### Page text
>> BEGIN
How to Create a Highly Successful Open Source Project

December 25th, 2007

I’ve been making public releases of Unworkable, a simple and efficient from-scratch BitTorrent implementation written in C for a couple of months now. Prior to that, I had been working on it for about 18 months on and off. While I wouldn’t claim it to be highly successful at this early point, I make an effort to try to manage the project well, and I intend to write about some of my ideas and the things I have learned along the way.

Here are some of my thoughts so far:

Release early, release often. This advice was, to my knowledge, first phrased in this way by Eric S. Raymond, but its a pretty straight-forward observation. I attempt to put out two releases per month - roughly one every fourteen days. A reliable release cycle sends a great message to users. It shows them that you care about your project, that it is actively and reliably developed and it pushes you toward an evolutionary, as opposed to revolutionary, approach to development.

Focus on incremental improvements. This is closely related to the above point, and is something I greatly admire the OpenBSD project for adhering to so strictly. Reliability and stability are far more important in the long term than having the latest whiz-bang feature. There is no shortage of low quality software in the world - concentrate first on doing a small set of things very well, gradually adding new features as existing ones stabilise.
>> END
### Listing
>> BEGIN
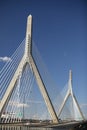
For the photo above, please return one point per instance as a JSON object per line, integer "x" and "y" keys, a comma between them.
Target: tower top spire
{"x": 70, "y": 75}
{"x": 28, "y": 41}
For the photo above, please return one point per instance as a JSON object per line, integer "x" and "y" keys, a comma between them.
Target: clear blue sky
{"x": 59, "y": 31}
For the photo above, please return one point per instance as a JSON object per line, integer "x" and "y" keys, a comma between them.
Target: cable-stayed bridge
{"x": 28, "y": 95}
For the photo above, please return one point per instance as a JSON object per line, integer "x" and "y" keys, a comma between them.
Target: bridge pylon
{"x": 68, "y": 94}
{"x": 28, "y": 59}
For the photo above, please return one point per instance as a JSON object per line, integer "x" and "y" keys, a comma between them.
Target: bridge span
{"x": 17, "y": 106}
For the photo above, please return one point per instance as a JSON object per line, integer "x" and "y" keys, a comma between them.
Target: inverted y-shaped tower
{"x": 28, "y": 59}
{"x": 68, "y": 94}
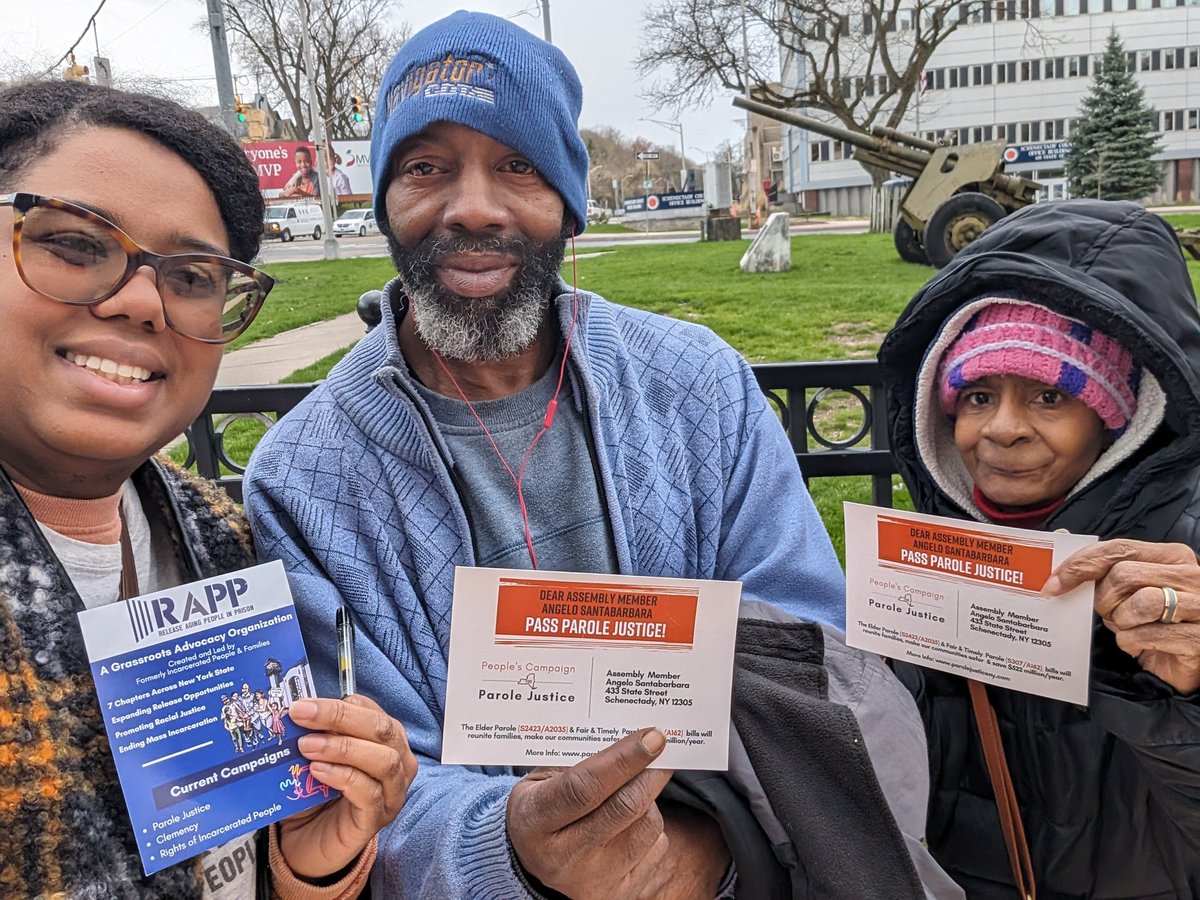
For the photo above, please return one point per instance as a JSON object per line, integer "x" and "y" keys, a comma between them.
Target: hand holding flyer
>> END
### Things to do
1. In the open source project article, shorten the paragraph that begins "Release early, release often." and keep its main facts.
2. Transcribe the open source project article word for word, starting at "Focus on incremental" and ending at "existing ones stabilise.".

### Responses in order
1. Release early, release often: as far as the author knows, Eric S. Raymond first phrased this straightforward advice this way. The author aims for two releases a month, roughly one every fourteen days. A reliable release cycle shows users that the project is cared for and actively, reliably developed. It also pushes development toward an evolutionary rather than revolutionary approach.

2.
Focus on incremental improvements. This is closely related to the above point, and is something I greatly admire the OpenBSD project for adhering to so strictly. Reliability and stability are far more important in the long term than having the latest whiz-bang feature. There is no shortage of low quality software in the world - concentrate first on doing a small set of things very well, gradually adding new features as existing ones stabilise.